Task goal >> Output the entries word for word. Omit images.

Data >>
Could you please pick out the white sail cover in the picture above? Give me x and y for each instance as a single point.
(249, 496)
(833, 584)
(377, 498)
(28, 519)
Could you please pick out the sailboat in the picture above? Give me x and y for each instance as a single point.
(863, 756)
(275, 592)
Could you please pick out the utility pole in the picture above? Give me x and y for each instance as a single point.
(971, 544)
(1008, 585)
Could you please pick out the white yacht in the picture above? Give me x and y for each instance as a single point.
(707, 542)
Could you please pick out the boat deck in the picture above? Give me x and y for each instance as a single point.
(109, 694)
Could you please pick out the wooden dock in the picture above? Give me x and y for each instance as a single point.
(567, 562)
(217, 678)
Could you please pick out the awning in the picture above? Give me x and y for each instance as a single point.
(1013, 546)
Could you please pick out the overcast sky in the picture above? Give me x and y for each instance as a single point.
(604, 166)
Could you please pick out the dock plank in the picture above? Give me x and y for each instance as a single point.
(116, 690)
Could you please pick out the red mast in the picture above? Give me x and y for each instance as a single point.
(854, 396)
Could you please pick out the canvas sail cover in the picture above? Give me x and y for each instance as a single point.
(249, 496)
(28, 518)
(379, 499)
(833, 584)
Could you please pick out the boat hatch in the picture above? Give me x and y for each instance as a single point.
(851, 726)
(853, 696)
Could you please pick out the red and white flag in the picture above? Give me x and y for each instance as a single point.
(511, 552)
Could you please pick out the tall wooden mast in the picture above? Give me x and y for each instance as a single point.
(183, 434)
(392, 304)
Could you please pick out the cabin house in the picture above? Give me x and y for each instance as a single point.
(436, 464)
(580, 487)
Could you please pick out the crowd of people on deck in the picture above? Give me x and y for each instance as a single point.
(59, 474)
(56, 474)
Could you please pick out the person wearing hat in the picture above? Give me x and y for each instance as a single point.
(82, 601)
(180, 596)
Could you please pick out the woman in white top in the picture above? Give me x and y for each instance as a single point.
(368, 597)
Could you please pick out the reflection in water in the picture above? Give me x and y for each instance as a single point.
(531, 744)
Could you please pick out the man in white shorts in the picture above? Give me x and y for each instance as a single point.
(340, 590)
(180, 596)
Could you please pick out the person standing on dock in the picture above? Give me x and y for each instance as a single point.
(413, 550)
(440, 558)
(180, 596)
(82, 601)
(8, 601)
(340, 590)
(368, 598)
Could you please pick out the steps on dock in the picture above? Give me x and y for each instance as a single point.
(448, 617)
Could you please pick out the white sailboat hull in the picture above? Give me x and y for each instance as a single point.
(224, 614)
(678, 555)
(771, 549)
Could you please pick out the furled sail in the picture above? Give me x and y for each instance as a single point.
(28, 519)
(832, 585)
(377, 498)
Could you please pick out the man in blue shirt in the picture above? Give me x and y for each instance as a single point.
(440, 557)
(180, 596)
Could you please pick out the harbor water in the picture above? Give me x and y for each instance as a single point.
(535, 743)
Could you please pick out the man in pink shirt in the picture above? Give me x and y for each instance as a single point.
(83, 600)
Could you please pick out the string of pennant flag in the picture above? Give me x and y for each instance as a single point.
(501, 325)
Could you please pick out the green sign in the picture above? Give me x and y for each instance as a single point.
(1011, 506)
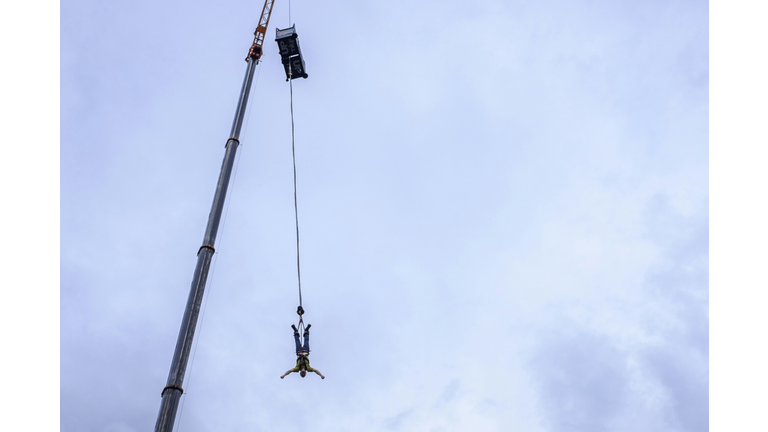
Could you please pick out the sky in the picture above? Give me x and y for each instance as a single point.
(504, 214)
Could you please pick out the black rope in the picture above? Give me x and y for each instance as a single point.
(295, 194)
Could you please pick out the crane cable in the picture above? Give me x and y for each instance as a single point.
(300, 309)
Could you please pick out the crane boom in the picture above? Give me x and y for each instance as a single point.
(173, 390)
(261, 31)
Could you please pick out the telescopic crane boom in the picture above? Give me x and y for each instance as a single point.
(172, 391)
(261, 31)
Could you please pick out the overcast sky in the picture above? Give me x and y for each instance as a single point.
(503, 207)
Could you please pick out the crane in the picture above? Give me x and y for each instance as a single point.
(173, 390)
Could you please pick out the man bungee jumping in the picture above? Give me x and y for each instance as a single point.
(302, 354)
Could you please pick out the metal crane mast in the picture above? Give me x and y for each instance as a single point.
(172, 391)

Solution to the problem >>
Could you please pick out the white sail cover in the picture above? Give me x and y for each instance as a single point.
(249, 496)
(833, 584)
(377, 498)
(28, 519)
Could you please pick out the sailboat in the picture above? Give me x and y for each instance as a single point.
(863, 756)
(275, 592)
Could you please pick out the utility pole in the picture above? Give me x and y for each instance as a single point.
(971, 544)
(1008, 585)
Could you please pick out the white yacht in the picture above? Give me x and y for each instance as a single point.
(707, 542)
Could you please pick out the boat deck in the picture above? Give me x and y for each instance as a single point.
(109, 694)
Could you please pick out the wooden dock in the picture above? Give me x and y for each instance as a single point.
(567, 562)
(217, 678)
Could you please pick out the awning in the picture above? Give me x and y for each instance as a single point.
(1013, 546)
Could you please pick out the overcast sky in the picture above? Give me x and y for each instance as a single point.
(604, 166)
Could you please pick out the dock plank in the picture above? Give me x and y for each instance as a single point.
(116, 690)
Could you please pick out the red mast in the picture above? Give me x and y for each instance as a single point.
(854, 396)
Could you please pick out the canvas sail cover in the picture above? Give me x and y for each instance as a single point.
(249, 496)
(28, 518)
(379, 499)
(833, 584)
Could you please pick out the boat hatch in the picture above? Give me x and y for each instance as a single point.
(851, 726)
(853, 696)
Could you please pick out the red and white flag in the picture above? Give me x and y for each instance as a single point.
(511, 552)
Could you please pick out the tall wooden mast in the picture above? Give me x and y for each instance as a single point.
(183, 434)
(392, 304)
Could you please pick out the cabin house in the picture above? Give me x and y for each instance as a single point.
(436, 464)
(580, 487)
Could you please pick out the crowd of people on deck in the picture above? Give me x and y for each instance as a single point.
(59, 474)
(56, 474)
Could you please pick out the person wearing hat in the picture above? Give me x and y for each instance as a single point.
(82, 601)
(180, 596)
Could you please pick out the woman in white top in the picture above? Give me x and y for each instance as a single point.
(368, 597)
Could you please pick out the reflection in water in the picture above? Give me x and y for each instance as a single point.
(531, 744)
Could you please pick out the man in white shorts in the picture above? Give me x and y for each instance as a single point.
(340, 590)
(180, 596)
Could you please pick out the person standing on dock in the picture above? Give me x and y for each instance as a single point.
(413, 550)
(440, 558)
(180, 596)
(82, 601)
(8, 601)
(340, 590)
(368, 598)
Could you please pick out the steps on dock in the picture above? Give me x and y for each instance as a single point.
(448, 617)
Could you please pick out the white sailboat hull in the picture above? Give me x and y for each instance as a single point.
(224, 614)
(678, 555)
(771, 549)
Could you please pick out the furled sail in the picture above? Give me x and y for each instance as a single point.
(28, 519)
(832, 585)
(377, 498)
Could you please pick out the man in blue shirt in the picture above? Give me x and y for each instance as a single point.
(440, 557)
(180, 596)
Could you please pick out the harbor water in the picture above? Give me x and y for each instance as a single point.
(535, 743)
Could you please pick out the man in pink shirt in the picture above? Give me x and y for each instance as a single point.
(83, 600)
Could you please pick out the string of pennant flag in the picture above? Give me x and y for each instance as a single point.
(501, 325)
Could you please pick out the green sign in the picture above? Give me x and y for each instance as a single point.
(1011, 506)
Could you please pick out the sky in the picture above? Give me x and y for each instance as a single point.
(504, 214)
Could you please pick out the black rope in the picture above? Give me x and y for each instance as a single point.
(295, 194)
Could you please pick out the crane cable in the picture above? Give me x and y for each instance as a single point.
(300, 309)
Could you please pick out the crane boom in the picture above? Give me x and y for each instance as a single point.
(173, 390)
(261, 31)
Could you please pick out the telescopic crane boom in the picture above? Give me x and y for each instance as a single point.
(172, 391)
(261, 31)
Could you please pick out the overcast sky in the picture above? Give me x and y for each instance as a single point.
(503, 207)
Could you please pick out the crane in the picture above? Give me x and y for each instance as a single point.
(173, 390)
Could you please pick out the man bungee jumping in the picture above? Give me x and y for each instance as a single point.
(302, 354)
Could you please pick out the metal crane mast in the picture above? Give me x and y for each instance as a single point.
(172, 391)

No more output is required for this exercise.